::: INFORMASI YANG DIBERIKAN

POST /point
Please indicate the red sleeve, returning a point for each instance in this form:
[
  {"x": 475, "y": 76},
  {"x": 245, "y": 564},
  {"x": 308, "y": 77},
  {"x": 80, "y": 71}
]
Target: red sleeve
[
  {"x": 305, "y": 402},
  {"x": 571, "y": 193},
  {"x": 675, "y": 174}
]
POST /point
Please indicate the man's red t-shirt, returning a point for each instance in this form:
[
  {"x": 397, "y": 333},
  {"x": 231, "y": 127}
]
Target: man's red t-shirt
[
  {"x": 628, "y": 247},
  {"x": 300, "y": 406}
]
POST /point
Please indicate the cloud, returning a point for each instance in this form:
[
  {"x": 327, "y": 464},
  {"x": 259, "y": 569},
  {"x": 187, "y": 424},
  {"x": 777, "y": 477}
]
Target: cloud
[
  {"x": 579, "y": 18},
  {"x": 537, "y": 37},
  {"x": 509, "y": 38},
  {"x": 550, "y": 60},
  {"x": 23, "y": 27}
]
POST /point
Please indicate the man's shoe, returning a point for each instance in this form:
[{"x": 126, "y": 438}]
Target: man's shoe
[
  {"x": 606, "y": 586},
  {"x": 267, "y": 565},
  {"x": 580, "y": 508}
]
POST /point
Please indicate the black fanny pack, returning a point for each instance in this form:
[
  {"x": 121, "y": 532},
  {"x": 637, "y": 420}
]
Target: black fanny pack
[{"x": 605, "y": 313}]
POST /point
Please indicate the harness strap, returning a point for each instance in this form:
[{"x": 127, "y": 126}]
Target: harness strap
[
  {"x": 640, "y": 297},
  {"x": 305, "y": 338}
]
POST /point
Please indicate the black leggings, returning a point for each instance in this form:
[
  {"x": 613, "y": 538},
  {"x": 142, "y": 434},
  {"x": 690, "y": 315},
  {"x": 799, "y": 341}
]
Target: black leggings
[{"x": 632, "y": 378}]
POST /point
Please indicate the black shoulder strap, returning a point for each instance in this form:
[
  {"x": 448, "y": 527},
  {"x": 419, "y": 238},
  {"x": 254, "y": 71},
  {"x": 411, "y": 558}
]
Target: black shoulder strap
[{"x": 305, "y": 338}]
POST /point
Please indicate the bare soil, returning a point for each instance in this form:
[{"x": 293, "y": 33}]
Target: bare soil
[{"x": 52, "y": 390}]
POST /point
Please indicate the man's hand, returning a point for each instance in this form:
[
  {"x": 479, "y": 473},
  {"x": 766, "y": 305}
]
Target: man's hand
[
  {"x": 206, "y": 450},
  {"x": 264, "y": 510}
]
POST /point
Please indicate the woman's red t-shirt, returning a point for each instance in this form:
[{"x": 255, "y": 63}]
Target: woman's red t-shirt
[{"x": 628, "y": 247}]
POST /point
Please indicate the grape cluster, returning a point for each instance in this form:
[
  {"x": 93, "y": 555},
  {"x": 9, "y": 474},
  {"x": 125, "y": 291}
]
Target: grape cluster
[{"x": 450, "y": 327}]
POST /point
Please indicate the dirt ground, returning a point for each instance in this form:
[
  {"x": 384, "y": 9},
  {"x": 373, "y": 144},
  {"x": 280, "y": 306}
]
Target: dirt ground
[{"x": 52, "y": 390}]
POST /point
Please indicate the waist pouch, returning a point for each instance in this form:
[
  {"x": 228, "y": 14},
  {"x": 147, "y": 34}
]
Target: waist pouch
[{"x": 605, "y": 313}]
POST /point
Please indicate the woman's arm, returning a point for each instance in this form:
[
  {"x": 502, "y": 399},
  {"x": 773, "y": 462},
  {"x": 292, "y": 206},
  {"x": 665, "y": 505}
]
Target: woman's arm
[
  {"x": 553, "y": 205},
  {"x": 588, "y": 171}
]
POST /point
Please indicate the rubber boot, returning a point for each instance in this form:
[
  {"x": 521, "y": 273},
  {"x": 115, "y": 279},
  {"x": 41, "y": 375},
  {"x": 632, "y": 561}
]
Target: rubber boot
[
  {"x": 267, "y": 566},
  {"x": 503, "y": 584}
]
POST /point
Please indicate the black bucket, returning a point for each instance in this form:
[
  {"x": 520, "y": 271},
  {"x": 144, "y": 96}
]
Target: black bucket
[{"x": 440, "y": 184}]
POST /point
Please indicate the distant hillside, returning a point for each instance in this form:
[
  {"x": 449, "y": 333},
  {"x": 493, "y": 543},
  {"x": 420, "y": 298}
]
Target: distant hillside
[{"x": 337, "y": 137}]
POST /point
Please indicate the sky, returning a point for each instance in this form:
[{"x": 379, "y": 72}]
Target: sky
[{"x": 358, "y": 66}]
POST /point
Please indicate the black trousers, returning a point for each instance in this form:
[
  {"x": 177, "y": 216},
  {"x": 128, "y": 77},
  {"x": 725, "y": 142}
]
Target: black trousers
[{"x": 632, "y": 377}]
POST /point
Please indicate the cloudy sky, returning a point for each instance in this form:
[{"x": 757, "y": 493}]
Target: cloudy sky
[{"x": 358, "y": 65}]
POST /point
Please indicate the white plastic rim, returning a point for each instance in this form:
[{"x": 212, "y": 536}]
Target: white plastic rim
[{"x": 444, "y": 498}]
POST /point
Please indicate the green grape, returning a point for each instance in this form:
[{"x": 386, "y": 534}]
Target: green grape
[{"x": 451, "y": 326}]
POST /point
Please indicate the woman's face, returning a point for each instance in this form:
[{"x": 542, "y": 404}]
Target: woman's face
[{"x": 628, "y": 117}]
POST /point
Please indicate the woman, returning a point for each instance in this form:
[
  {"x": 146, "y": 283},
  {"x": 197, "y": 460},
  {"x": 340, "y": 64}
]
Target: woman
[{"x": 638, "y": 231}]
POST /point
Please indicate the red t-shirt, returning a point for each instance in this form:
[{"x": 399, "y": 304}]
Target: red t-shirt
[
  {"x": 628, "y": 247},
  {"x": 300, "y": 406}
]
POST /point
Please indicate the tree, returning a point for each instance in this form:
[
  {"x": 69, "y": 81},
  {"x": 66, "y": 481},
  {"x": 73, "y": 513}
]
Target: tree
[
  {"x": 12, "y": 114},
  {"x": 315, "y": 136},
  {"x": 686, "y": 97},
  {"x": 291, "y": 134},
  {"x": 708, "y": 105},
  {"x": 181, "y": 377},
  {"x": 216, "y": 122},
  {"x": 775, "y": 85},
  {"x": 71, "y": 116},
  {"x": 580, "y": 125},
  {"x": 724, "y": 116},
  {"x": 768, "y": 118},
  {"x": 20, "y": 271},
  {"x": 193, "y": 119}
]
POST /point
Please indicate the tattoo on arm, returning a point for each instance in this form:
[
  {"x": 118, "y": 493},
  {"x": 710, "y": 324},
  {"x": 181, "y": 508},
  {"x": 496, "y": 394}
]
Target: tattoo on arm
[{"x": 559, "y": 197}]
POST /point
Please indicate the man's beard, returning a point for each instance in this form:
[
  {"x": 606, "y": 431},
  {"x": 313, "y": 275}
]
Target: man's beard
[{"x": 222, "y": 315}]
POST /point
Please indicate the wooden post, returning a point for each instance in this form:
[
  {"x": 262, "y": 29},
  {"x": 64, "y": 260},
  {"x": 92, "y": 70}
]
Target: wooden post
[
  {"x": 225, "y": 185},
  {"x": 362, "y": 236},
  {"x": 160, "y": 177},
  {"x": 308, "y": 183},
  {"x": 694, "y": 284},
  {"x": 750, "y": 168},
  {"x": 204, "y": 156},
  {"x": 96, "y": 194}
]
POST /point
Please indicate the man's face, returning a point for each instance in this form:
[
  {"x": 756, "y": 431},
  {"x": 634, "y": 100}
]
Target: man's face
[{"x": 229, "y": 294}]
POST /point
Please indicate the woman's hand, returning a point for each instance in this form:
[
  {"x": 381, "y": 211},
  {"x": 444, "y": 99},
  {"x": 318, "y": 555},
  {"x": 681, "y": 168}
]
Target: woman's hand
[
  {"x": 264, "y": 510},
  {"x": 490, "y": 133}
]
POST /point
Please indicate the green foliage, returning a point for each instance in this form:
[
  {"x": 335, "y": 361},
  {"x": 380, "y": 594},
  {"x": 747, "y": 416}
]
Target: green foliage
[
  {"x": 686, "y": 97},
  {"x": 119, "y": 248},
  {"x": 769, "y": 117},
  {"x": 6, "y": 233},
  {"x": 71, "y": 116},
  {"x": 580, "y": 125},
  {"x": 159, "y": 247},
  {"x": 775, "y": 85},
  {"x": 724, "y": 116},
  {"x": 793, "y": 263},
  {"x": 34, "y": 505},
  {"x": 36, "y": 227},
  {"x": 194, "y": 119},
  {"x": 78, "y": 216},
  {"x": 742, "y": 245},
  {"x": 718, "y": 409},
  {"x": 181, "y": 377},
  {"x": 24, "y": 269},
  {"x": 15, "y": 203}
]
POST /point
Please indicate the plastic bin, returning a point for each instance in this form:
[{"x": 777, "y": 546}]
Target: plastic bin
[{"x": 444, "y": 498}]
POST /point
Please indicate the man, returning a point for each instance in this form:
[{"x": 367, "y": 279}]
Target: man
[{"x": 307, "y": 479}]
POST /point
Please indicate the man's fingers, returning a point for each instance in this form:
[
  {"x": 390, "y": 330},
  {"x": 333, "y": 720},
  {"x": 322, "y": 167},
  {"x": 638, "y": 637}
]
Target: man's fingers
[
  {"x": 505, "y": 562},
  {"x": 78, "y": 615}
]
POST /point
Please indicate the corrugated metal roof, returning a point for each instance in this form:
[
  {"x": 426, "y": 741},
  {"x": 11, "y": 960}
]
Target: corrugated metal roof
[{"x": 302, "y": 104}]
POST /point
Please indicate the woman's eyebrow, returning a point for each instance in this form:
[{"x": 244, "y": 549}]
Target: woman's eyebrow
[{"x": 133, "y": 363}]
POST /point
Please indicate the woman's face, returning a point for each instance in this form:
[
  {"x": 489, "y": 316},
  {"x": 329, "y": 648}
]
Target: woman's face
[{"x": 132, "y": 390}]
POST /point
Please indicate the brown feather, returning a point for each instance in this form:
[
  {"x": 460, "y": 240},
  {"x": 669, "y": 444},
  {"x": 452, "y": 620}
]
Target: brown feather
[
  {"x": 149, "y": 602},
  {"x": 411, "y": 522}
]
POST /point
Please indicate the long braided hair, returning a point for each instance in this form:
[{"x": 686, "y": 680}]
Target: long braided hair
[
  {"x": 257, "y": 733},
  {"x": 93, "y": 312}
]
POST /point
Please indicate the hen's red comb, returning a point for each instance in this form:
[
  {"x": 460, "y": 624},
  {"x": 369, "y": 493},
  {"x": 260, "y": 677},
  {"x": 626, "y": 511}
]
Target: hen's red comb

::::::

• URAIAN MASALAH:
Laporkan setiap baris di atas yang memuat string "tree" dengan menyalinnya utuh. Huruf besar dan huruf kecil dibedakan.

• JAWABAN TERTULIS:
Please indicate the tree, returning a point for each instance in this form:
Target: tree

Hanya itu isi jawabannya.